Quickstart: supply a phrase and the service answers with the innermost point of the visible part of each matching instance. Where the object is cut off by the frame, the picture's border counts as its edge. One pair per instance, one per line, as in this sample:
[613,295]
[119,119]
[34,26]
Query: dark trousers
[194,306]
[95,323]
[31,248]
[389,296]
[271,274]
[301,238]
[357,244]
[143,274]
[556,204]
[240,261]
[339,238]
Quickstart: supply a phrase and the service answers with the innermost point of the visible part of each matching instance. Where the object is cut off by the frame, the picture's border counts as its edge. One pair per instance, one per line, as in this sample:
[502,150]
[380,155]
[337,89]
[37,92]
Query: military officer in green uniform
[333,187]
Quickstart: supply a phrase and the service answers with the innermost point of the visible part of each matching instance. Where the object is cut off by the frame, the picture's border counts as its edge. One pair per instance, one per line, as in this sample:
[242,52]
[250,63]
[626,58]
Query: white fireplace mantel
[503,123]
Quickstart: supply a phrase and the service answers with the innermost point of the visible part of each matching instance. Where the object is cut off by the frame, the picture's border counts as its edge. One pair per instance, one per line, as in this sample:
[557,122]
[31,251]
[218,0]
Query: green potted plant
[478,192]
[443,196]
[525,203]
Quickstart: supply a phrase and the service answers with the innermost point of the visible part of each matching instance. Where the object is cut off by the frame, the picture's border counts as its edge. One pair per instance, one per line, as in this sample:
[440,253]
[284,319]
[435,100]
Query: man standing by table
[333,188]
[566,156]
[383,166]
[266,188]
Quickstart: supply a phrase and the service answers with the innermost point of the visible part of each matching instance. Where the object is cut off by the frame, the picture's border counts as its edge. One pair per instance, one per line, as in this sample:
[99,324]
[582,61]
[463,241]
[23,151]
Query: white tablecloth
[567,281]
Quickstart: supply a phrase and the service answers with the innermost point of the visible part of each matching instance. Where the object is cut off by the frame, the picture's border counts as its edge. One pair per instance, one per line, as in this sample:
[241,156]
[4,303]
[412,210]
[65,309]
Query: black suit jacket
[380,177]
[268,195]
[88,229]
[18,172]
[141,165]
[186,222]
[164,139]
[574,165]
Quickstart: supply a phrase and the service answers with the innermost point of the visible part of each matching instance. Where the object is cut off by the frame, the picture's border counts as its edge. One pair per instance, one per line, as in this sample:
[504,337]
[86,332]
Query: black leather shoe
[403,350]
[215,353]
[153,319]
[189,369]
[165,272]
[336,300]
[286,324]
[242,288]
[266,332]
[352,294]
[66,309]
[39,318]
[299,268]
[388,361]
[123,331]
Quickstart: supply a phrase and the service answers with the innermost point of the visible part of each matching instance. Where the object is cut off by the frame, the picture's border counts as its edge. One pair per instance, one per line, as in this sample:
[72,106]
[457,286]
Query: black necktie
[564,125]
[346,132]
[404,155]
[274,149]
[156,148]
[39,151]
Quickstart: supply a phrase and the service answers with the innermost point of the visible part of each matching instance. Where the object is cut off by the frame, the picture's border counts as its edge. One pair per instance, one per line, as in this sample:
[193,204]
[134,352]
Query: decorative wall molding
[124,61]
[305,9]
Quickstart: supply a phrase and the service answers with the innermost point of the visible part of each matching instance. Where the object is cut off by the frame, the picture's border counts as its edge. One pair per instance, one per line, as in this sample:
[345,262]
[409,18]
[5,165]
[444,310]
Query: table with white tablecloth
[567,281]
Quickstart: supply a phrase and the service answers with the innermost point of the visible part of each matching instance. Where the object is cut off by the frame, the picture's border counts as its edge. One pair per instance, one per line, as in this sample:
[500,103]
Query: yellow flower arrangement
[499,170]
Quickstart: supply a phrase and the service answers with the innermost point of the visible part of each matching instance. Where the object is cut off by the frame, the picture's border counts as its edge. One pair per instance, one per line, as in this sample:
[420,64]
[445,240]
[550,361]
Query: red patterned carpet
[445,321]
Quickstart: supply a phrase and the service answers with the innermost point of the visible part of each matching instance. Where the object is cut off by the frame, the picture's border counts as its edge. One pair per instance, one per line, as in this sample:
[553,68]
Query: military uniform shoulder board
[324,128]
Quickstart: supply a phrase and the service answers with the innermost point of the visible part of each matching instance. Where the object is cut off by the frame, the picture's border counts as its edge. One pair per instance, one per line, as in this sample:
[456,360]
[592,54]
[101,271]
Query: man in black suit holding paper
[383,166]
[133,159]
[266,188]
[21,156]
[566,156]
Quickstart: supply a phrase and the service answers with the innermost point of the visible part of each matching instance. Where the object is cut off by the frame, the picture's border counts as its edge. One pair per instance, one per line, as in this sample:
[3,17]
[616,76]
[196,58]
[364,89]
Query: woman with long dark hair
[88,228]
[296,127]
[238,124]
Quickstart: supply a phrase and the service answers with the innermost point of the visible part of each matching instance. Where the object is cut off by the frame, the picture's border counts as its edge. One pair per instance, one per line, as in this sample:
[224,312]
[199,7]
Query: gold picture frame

══════════

Pull out each line of the listing above that contains the word "black".

Query: black suit jacket
Query: black leather shoe
Query: black necktie
Query: man in black suit holding paper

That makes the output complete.